#### [THE EXERCISE]
List every line in the data below that contains the word "roof", copying each line in full.

#### [PROVIDED RECORDS]
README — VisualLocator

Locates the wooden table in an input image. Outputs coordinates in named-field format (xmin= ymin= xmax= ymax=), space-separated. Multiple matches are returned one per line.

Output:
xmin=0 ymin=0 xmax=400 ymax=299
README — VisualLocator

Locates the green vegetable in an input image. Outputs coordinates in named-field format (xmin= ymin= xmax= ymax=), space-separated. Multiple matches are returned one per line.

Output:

--

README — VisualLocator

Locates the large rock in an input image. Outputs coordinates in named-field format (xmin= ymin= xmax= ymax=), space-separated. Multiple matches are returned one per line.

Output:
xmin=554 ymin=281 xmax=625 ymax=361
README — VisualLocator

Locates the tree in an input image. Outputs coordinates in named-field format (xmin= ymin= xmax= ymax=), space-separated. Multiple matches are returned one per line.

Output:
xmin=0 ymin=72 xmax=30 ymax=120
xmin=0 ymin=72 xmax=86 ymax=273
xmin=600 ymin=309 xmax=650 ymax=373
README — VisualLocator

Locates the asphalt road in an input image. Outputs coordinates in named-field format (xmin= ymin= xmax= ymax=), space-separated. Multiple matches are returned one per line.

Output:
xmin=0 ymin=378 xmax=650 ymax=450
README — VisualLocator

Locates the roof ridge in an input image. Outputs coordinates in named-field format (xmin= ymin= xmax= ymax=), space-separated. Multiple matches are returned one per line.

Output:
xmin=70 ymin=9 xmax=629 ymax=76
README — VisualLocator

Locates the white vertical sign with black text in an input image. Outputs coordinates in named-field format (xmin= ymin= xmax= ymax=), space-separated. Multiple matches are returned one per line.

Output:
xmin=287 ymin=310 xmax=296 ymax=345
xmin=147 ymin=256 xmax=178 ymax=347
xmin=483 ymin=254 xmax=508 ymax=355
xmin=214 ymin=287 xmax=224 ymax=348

--

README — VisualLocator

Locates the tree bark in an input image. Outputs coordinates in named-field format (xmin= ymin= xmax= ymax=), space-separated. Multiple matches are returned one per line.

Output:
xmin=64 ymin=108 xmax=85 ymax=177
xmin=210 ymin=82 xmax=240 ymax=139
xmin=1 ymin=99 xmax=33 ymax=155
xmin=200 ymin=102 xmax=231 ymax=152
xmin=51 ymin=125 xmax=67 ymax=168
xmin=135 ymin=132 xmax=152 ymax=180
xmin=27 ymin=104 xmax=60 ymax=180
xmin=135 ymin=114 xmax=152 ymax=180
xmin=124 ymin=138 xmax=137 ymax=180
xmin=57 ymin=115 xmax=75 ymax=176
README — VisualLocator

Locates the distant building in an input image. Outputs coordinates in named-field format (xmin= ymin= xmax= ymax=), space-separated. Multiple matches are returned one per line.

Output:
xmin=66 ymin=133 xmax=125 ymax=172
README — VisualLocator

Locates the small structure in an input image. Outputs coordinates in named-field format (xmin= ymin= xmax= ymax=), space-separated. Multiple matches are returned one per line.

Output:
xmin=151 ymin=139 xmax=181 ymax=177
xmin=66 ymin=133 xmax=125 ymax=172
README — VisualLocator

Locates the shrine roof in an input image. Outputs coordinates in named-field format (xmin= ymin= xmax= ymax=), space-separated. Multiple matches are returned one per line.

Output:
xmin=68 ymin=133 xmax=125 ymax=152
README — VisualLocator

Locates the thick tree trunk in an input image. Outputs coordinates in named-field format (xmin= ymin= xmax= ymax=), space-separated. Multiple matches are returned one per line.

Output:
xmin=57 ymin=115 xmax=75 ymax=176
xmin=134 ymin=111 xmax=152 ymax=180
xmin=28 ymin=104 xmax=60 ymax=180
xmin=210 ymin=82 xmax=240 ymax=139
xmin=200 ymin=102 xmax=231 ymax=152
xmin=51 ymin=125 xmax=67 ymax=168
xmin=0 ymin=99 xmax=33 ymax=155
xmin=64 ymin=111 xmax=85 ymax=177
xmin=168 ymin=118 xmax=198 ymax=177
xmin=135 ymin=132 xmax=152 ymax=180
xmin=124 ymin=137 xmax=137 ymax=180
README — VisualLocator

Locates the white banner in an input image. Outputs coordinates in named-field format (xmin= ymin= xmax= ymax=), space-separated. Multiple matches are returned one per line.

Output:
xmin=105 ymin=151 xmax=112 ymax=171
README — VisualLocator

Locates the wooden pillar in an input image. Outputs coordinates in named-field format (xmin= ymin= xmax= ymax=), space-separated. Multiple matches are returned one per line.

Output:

#### [SOLUTION]
Locates the roof ridge in an input image. Outputs coordinates in named-field format (xmin= ymin= xmax= ymax=), space-separated. Multiple matches are returned one per line.
Locates the shrine roof in an input image. Outputs coordinates in named-field format (xmin= ymin= xmax= ymax=), space-separated. Multiple matches are returned one per line.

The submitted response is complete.